* [What to do]
1: From the brain-organoid comments, list every sentence that ends with a question mark.
2: Reproduce the portion of the brain-organoid comments that begins with the words containing "So we’re starting" and ends with "system for them.".

* [Given passage]
════════════════

So we’re starting to get to the point where its theoretically possible for computers to get real organic viruses? “Sorry boss I cant work today my computer caught Covid and coughed on me so now I have it too :(”
IIRC these organoids also die after somewhere around 100 days of hypoxia, because they have yet to be able to construct a proper circulatory system for them.
Is this legit? This is the first time I've heard of human neurons used for such a purpose. Kind of surprised that's legal. Instinctively, I feel like a "human brain organoid" is close enough to a human that you cannot wave away the potential for consciousness so easily. At what point does something like this deserve human rights?
I notice that the paper is published in Frontiers, the same journal that let the notorious AI-generated giant-rat-testicles image get published. They are not highly regarded in general.
Article claims they are human brain organoids, doesn't say where the source of them is. Are these grown, like most other neural computing systems, or are they actually taking matter from a human brain?

════════════════

* [Available data]
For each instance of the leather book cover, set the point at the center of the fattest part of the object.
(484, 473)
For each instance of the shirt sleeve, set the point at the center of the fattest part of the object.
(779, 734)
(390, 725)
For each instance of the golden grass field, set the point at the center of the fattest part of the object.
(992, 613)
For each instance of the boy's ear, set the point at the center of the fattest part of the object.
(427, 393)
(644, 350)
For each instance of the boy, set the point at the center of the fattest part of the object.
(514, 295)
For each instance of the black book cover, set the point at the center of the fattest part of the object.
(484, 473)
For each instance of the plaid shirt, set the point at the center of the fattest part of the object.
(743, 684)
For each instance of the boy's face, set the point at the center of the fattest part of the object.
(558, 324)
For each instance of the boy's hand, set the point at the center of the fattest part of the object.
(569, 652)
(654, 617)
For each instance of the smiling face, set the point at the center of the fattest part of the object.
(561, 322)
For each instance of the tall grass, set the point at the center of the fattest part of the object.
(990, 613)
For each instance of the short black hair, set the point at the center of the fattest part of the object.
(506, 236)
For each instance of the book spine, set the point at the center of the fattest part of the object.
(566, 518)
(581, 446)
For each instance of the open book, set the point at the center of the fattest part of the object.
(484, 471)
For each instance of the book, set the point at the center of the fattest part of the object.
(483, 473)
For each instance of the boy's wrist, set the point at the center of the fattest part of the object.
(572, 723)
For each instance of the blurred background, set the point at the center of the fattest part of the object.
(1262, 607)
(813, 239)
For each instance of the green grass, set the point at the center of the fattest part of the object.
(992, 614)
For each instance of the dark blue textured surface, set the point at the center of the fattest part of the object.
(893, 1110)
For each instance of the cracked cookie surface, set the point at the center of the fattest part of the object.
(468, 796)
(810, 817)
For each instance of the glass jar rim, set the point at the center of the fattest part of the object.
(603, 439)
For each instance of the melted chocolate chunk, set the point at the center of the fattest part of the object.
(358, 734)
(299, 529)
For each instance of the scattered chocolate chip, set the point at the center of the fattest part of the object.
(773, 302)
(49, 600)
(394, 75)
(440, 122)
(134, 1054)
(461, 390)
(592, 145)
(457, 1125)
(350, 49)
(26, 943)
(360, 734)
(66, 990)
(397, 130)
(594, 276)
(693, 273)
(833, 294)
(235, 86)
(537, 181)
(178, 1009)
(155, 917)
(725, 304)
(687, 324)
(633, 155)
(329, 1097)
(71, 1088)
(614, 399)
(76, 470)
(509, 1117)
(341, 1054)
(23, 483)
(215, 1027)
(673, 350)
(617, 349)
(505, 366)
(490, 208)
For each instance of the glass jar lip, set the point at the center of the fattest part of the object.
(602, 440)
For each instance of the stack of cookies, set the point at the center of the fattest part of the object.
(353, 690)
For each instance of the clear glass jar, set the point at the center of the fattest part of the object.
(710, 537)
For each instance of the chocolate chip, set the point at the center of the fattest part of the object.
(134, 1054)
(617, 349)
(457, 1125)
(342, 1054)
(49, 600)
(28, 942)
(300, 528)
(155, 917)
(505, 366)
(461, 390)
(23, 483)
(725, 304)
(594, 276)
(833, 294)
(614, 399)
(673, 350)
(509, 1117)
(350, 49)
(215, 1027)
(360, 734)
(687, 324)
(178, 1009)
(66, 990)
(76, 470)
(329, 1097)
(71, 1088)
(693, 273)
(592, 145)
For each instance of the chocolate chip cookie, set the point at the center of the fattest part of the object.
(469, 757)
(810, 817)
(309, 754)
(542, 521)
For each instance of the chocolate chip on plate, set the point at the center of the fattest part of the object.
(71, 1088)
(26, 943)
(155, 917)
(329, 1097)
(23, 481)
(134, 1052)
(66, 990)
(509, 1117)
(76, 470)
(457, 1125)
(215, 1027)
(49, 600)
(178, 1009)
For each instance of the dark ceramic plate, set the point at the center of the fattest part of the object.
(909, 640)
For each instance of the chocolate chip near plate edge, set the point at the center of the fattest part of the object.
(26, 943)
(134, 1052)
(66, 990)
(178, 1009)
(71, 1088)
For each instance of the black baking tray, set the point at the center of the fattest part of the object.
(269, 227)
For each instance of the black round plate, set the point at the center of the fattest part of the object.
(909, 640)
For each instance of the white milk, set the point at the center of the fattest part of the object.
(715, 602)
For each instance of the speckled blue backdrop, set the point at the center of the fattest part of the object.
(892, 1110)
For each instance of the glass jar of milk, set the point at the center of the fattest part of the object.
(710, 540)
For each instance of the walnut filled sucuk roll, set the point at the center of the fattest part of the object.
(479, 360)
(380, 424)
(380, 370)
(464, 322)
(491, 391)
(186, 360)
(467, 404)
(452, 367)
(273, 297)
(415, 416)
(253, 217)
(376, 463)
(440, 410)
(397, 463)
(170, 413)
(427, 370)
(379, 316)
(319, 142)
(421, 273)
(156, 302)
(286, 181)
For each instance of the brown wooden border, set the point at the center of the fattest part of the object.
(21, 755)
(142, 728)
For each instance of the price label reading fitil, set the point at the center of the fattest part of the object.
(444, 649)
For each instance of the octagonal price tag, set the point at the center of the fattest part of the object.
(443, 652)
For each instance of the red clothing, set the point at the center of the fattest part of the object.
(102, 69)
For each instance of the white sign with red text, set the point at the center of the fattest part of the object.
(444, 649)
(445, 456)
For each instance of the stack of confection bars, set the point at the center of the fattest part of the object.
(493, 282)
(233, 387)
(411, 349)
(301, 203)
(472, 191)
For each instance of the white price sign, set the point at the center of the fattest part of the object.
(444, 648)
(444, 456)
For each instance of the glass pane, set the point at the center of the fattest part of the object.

════════════════

* [Answers below]
1:
- So we’re starting to get to the point where its theoretically possible for computers to get real organic viruses?
- Is this legit?
- At what point does something like this deserve human rights?
- Are these grown, like most other neural computing systems, or are they actually taking matter from a human brain?

2:
So we’re starting to get to the point where its theoretically possible for computers to get real organic viruses? “Sorry boss I cant work today my computer caught Covid and coughed on me so now I have it too :(”
IIRC these organoids also die after somewhere around 100 days of hypoxia, because they have yet to be able to construct a proper circulatory system for them.